__Work item__
Your task is to repeat exactly the lines below between the line holding "box: [579, 607, 619, 648]" and the line holding "positive clicks: (470, 403) (457, 292)", inclusive, and only those.

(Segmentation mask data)
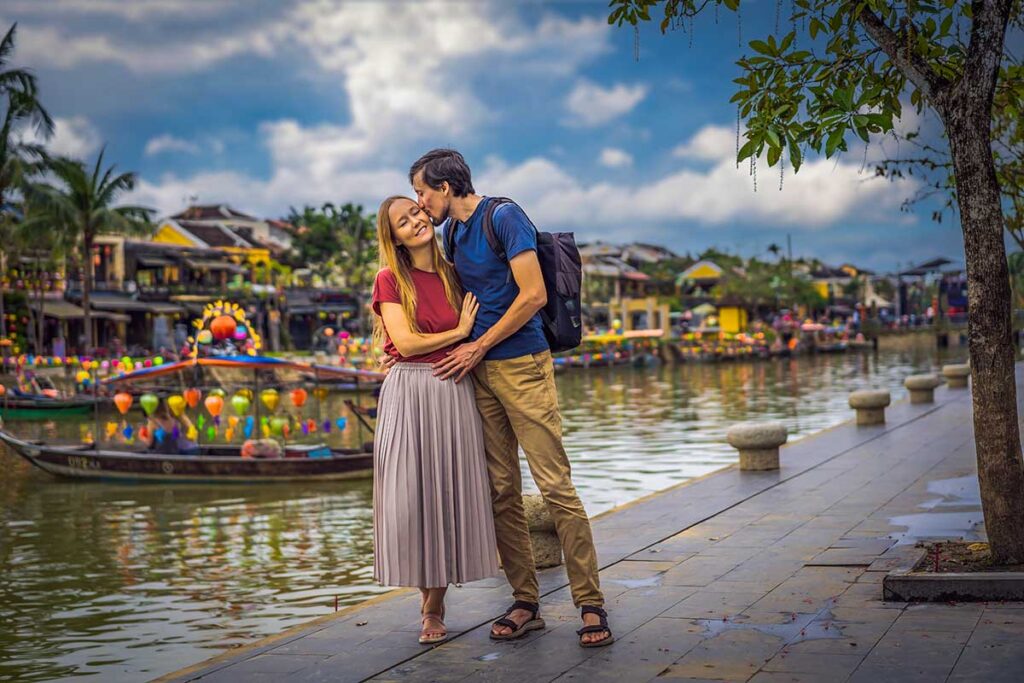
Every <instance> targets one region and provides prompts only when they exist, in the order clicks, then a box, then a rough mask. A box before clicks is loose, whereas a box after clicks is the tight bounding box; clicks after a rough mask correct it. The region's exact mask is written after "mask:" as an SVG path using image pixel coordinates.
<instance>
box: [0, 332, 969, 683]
mask: <svg viewBox="0 0 1024 683" xmlns="http://www.w3.org/2000/svg"><path fill="white" fill-rule="evenodd" d="M965 354H966V349H962V348H961V349H951V350H950V351H948V352H946V353H945V354H944V355H943V356H942V357H940V356H939V355H938V354H937V352H936V351H935V349H934V340H933V339H931V338H929V337H927V336H923V339H922V342H921V343H920V344H918V345H908V346H907V347H906V348H904V349H902V350H893V351H881V352H879V353H869V352H863V353H848V354H838V355H819V356H810V357H802V358H797V359H783V360H772V361H753V362H730V364H722V365H711V364H709V365H685V366H676V367H658V368H649V369H632V368H616V369H590V370H569V371H566V372H565V373H562V374H560V375H559V376H558V393H559V400H560V404H561V408H562V413H563V418H564V440H565V447H566V450H567V452H568V453H569V457H570V459H571V461H572V467H573V479H574V481H575V483H577V487H578V488H579V490H580V494H581V496H582V498H583V500H584V503H585V504H586V506H587V509H588V512H589V513H590V514H592V515H593V514H596V513H599V512H602V511H605V510H608V509H610V508H612V507H614V506H616V505H621V504H623V503H627V502H629V501H632V500H635V499H637V498H639V497H641V496H644V495H646V494H650V493H652V492H656V490H659V489H663V488H666V487H668V486H670V485H672V484H675V483H678V482H680V481H684V480H686V479H689V478H692V477H695V476H699V475H701V474H706V473H708V472H711V471H713V470H715V469H718V468H720V467H722V466H724V465H727V464H729V463H731V462H733V461H734V459H735V455H734V452H733V451H732V449H730V447H729V446H728V445H726V444H725V442H724V435H725V431H726V430H727V429H728V427H729V426H730V425H731V424H733V423H734V422H736V421H741V420H746V419H753V418H757V419H773V420H781V421H783V422H784V423H785V424H786V425H787V426H788V428H790V434H791V436H790V438H791V440H792V439H795V438H799V437H801V436H804V435H807V434H810V433H813V432H816V431H819V430H821V429H823V428H826V427H829V426H831V425H835V424H838V423H840V422H843V421H845V420H848V419H850V418H852V417H853V416H852V412H851V411H850V410H849V409H848V408H847V403H846V400H847V394H848V393H849V392H850V391H853V390H855V389H859V388H866V387H880V388H881V387H884V388H889V389H891V390H892V391H893V398H894V400H898V399H900V398H902V397H903V396H904V395H905V392H904V390H903V388H902V380H903V378H904V377H906V375H909V374H912V373H916V372H926V371H929V370H935V369H937V368H938V364H939V362H940V361H953V360H959V359H962V358H963V357H964V355H965ZM330 400H334V401H340V400H341V398H340V397H339V396H334V397H332V398H331V399H330ZM330 410H331V409H330V407H329V409H328V411H327V412H328V413H330ZM103 420H104V421H105V420H106V418H105V417H104V418H103ZM8 426H9V427H10V429H11V431H13V432H15V433H17V434H19V435H28V436H34V437H43V438H47V439H68V440H77V439H78V438H79V437H80V432H81V430H82V429H84V428H86V427H84V426H83V425H80V424H78V423H76V422H70V423H69V422H49V423H46V422H35V423H8ZM348 431H349V432H350V435H349V436H346V439H347V440H353V441H354V440H358V439H359V438H360V435H359V434H358V433H357V431H356V430H355V429H351V428H350V429H349V430H348ZM0 447H2V446H0ZM524 480H525V481H529V475H528V472H525V470H524ZM371 523H372V521H371V482H370V481H369V480H360V481H352V482H341V483H322V484H315V483H281V484H263V485H244V484H223V485H217V484H194V485H165V484H117V483H103V482H78V481H65V480H58V479H55V478H53V477H51V476H49V475H47V474H45V473H43V472H41V471H38V470H36V469H34V468H33V467H32V466H30V465H29V464H28V463H26V462H24V461H22V460H20V459H18V458H17V457H16V456H14V455H13V454H11V453H9V452H0V680H26V681H36V680H39V681H41V680H61V679H71V678H76V679H81V678H83V677H85V678H87V679H88V678H91V679H94V680H101V681H138V680H144V679H148V678H153V677H156V676H159V675H161V674H164V673H167V672H170V671H174V670H176V669H179V668H181V667H184V666H187V665H189V664H193V663H197V661H200V660H202V659H205V658H207V657H209V656H212V655H214V654H216V653H217V652H218V651H220V650H223V649H225V648H229V647H233V646H238V645H241V644H244V643H247V642H250V641H252V640H254V639H257V638H260V637H263V636H267V635H270V634H274V633H278V632H280V631H281V630H283V629H285V628H287V627H290V626H294V625H296V624H299V623H301V622H304V621H308V620H310V618H313V617H315V616H321V615H324V614H327V613H329V612H330V611H332V610H333V609H334V608H335V601H336V599H337V602H338V604H340V605H346V604H351V603H354V602H358V601H360V600H362V599H366V598H367V597H370V596H372V595H374V594H376V593H379V592H380V591H381V590H382V589H380V588H377V587H375V586H374V585H373V583H372V561H373V547H372V543H373V537H372V528H371Z"/></svg>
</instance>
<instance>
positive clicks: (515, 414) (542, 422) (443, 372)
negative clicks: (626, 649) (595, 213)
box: [409, 150, 613, 647]
mask: <svg viewBox="0 0 1024 683" xmlns="http://www.w3.org/2000/svg"><path fill="white" fill-rule="evenodd" d="M409 179H410V182H411V183H412V184H413V188H414V189H415V190H416V196H417V198H418V199H419V206H420V208H421V209H422V210H423V211H425V212H426V213H427V214H428V215H429V217H430V219H431V220H432V221H433V222H434V224H435V225H440V224H441V223H443V222H444V221H445V220H447V221H449V226H447V228H446V230H453V231H454V232H453V234H452V239H451V240H449V239H445V242H450V243H451V244H452V245H453V248H454V253H450V254H447V257H449V258H450V259H452V260H453V262H454V265H455V270H456V272H457V273H458V274H459V279H460V280H461V282H462V284H463V286H464V287H465V288H466V291H467V292H469V293H472V294H473V295H475V296H476V298H477V299H478V300H479V303H480V313H479V315H478V316H477V319H476V323H475V325H474V326H473V330H472V334H471V335H470V338H469V341H467V342H466V343H463V344H460V345H458V346H456V347H455V348H453V349H451V350H450V351H449V352H447V353H446V354H445V356H444V357H443V359H440V360H438V361H437V362H435V364H434V368H435V370H436V375H437V377H438V378H440V379H447V378H455V381H456V382H459V381H460V380H463V379H465V378H466V377H467V376H469V375H470V373H472V378H473V380H474V382H473V384H474V386H475V391H476V405H477V409H478V410H479V412H480V416H481V417H482V418H483V433H484V440H485V443H486V453H487V468H488V471H489V474H490V497H492V504H493V507H494V515H495V528H496V531H497V535H498V549H499V552H500V553H501V557H502V566H503V567H504V568H505V575H506V577H507V578H508V581H509V583H510V584H511V585H512V593H513V598H514V600H515V601H514V602H513V604H512V606H511V607H510V608H509V609H508V610H507V611H506V613H505V616H503V617H502V618H500V620H498V621H497V622H495V624H494V625H493V626H492V630H490V638H493V639H495V640H509V639H513V638H519V637H521V636H523V635H525V633H526V632H527V631H530V630H534V629H543V628H544V626H545V623H544V620H543V618H541V615H540V604H539V603H540V590H539V585H538V579H537V570H536V568H535V566H534V555H532V550H531V546H530V541H529V530H528V528H527V527H526V518H525V514H524V511H523V505H522V481H521V478H520V474H519V472H520V470H519V447H520V446H522V450H523V453H525V454H526V460H527V462H528V463H529V469H530V472H531V473H532V475H534V480H535V482H536V483H537V485H538V488H540V490H541V494H542V496H544V500H545V502H546V503H547V506H548V509H549V510H550V512H551V516H552V518H553V519H554V522H555V527H556V528H557V531H558V538H559V540H560V541H561V544H562V551H563V553H564V556H565V568H566V571H567V573H568V579H569V586H570V588H571V592H572V602H573V604H574V605H575V606H577V607H580V608H581V611H582V614H581V616H582V618H583V622H584V628H582V629H581V630H579V631H578V632H577V633H578V634H579V636H580V645H582V646H583V647H598V646H602V645H607V644H609V643H611V642H612V640H613V638H612V635H611V630H610V629H609V628H608V621H607V613H606V612H605V611H604V608H603V605H604V595H603V594H602V593H601V588H600V579H599V577H598V563H597V552H596V551H595V549H594V540H593V537H592V533H591V528H590V518H589V517H588V516H587V511H586V510H585V509H584V507H583V503H581V502H580V497H579V496H578V495H577V490H575V486H573V485H572V477H571V471H570V467H569V459H568V457H567V456H566V455H565V449H564V446H563V445H562V420H561V415H560V413H559V411H558V397H557V392H556V389H555V372H554V365H553V362H552V357H551V350H550V348H549V345H548V341H547V338H546V337H545V334H544V330H543V327H542V322H541V316H540V313H539V311H540V310H541V308H543V307H544V305H545V303H546V302H547V292H546V289H545V286H544V279H543V274H542V271H541V266H540V262H539V260H538V255H537V228H535V227H534V224H532V223H531V222H530V220H529V218H528V217H527V216H526V214H525V213H524V212H523V210H522V209H520V208H519V207H518V206H517V205H516V204H514V203H512V202H504V203H498V202H495V201H493V199H488V198H485V197H481V196H479V195H477V194H476V190H475V189H474V188H473V182H472V177H471V172H470V169H469V166H468V165H467V164H466V160H465V159H463V156H462V155H461V154H459V153H458V152H456V151H455V150H434V151H432V152H428V153H427V154H425V155H424V156H423V157H421V158H420V159H418V160H417V161H416V162H415V163H414V164H413V166H412V168H411V169H410V172H409ZM485 218H489V219H490V222H492V224H493V226H494V232H495V236H496V238H497V240H498V242H499V243H500V246H501V248H502V250H503V251H504V257H502V256H500V255H499V254H497V253H496V252H495V250H493V249H492V247H490V245H489V244H488V242H487V239H486V236H485V234H484V227H483V224H484V219H485ZM447 237H449V236H445V238H447Z"/></svg>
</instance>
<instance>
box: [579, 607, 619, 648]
mask: <svg viewBox="0 0 1024 683" xmlns="http://www.w3.org/2000/svg"><path fill="white" fill-rule="evenodd" d="M580 613H581V615H583V614H597V615H598V616H599V617H600V620H601V623H600V625H598V624H595V625H594V626H585V627H584V628H582V629H580V630H579V631H577V635H578V636H580V647H604V646H605V645H610V644H611V643H613V642H615V637H614V636H613V635H611V629H609V628H608V612H606V611H604V610H603V609H601V608H600V607H596V606H594V605H584V606H583V607H581V608H580ZM604 632H607V634H608V637H607V638H605V639H604V640H596V641H594V642H590V643H585V642H584V641H583V637H584V636H585V635H586V634H588V633H604Z"/></svg>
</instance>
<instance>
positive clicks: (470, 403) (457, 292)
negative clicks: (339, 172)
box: [372, 197, 498, 645]
mask: <svg viewBox="0 0 1024 683" xmlns="http://www.w3.org/2000/svg"><path fill="white" fill-rule="evenodd" d="M377 238H378V242H379V247H380V264H381V269H380V271H379V272H378V273H377V279H376V281H375V282H374V291H373V298H372V308H373V311H374V313H376V317H375V326H374V337H375V340H377V341H379V342H382V343H383V346H384V352H385V353H387V354H388V355H389V356H390V357H391V358H392V359H393V360H395V362H394V365H393V366H392V367H391V368H390V370H389V372H388V374H387V377H386V378H385V380H384V383H383V385H382V386H381V392H380V399H379V400H378V403H377V432H376V437H375V439H374V578H375V579H377V581H379V582H380V583H381V584H383V585H385V586H412V587H416V588H419V589H420V595H421V609H420V611H421V627H422V628H421V631H420V636H419V642H420V643H421V644H424V645H430V644H434V643H439V642H441V641H443V640H445V639H446V638H447V629H446V627H445V626H444V594H445V593H446V592H447V587H449V585H450V584H464V583H468V582H471V581H477V580H479V579H485V578H487V577H493V575H495V574H497V573H498V560H497V555H498V553H497V548H496V546H495V525H494V518H493V517H492V515H490V505H489V500H488V496H487V464H486V460H485V459H484V450H483V449H484V446H483V428H482V426H481V424H480V416H479V414H478V413H477V410H476V401H475V398H474V395H473V387H472V383H470V382H466V383H464V384H457V383H456V382H449V381H444V380H443V379H441V378H439V377H435V373H434V372H433V367H432V365H431V364H433V362H436V361H438V360H441V359H443V358H444V357H445V356H446V354H447V353H449V352H450V351H451V350H452V349H453V348H454V347H455V346H456V345H457V344H458V343H459V342H461V341H463V340H464V339H466V337H467V336H468V335H469V333H470V331H471V330H472V327H473V322H474V321H475V319H476V313H477V309H478V304H477V302H476V298H475V297H474V296H473V295H472V294H466V295H465V296H464V295H463V292H462V288H461V287H460V285H459V280H458V278H457V276H456V274H455V270H453V268H452V266H451V265H449V264H447V263H446V262H445V261H444V259H443V257H442V256H441V253H440V250H439V248H438V246H437V242H436V241H435V240H434V226H433V224H432V223H431V222H430V218H429V217H428V216H427V214H426V213H425V212H424V211H423V210H422V209H421V208H420V207H419V206H417V204H416V202H414V201H413V200H411V199H409V198H406V197H390V198H388V199H386V200H384V203H383V204H381V206H380V209H379V210H378V211H377ZM374 346H375V347H376V346H377V344H375V345H374Z"/></svg>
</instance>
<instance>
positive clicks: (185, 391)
mask: <svg viewBox="0 0 1024 683" xmlns="http://www.w3.org/2000/svg"><path fill="white" fill-rule="evenodd" d="M202 397H203V392H202V391H200V390H199V389H196V388H191V389H185V402H186V403H188V408H196V407H197V405H199V399H200V398H202Z"/></svg>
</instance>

__Written answer__
box: [579, 607, 619, 648]
mask: <svg viewBox="0 0 1024 683" xmlns="http://www.w3.org/2000/svg"><path fill="white" fill-rule="evenodd" d="M580 613H581V615H583V614H597V615H598V616H599V617H600V620H601V623H600V625H598V624H595V625H594V626H585V627H584V628H582V629H580V630H579V631H577V635H578V636H580V647H604V646H605V645H610V644H611V643H613V642H615V637H614V636H613V635H611V629H609V628H608V612H606V611H604V610H603V609H601V608H600V607H596V606H594V605H584V606H583V607H581V608H580ZM604 632H607V634H608V637H607V638H605V639H604V640H596V641H594V642H590V643H585V642H584V641H583V637H584V636H585V635H586V634H588V633H604Z"/></svg>
</instance>
<instance>
positive clicks: (470, 403) (457, 292)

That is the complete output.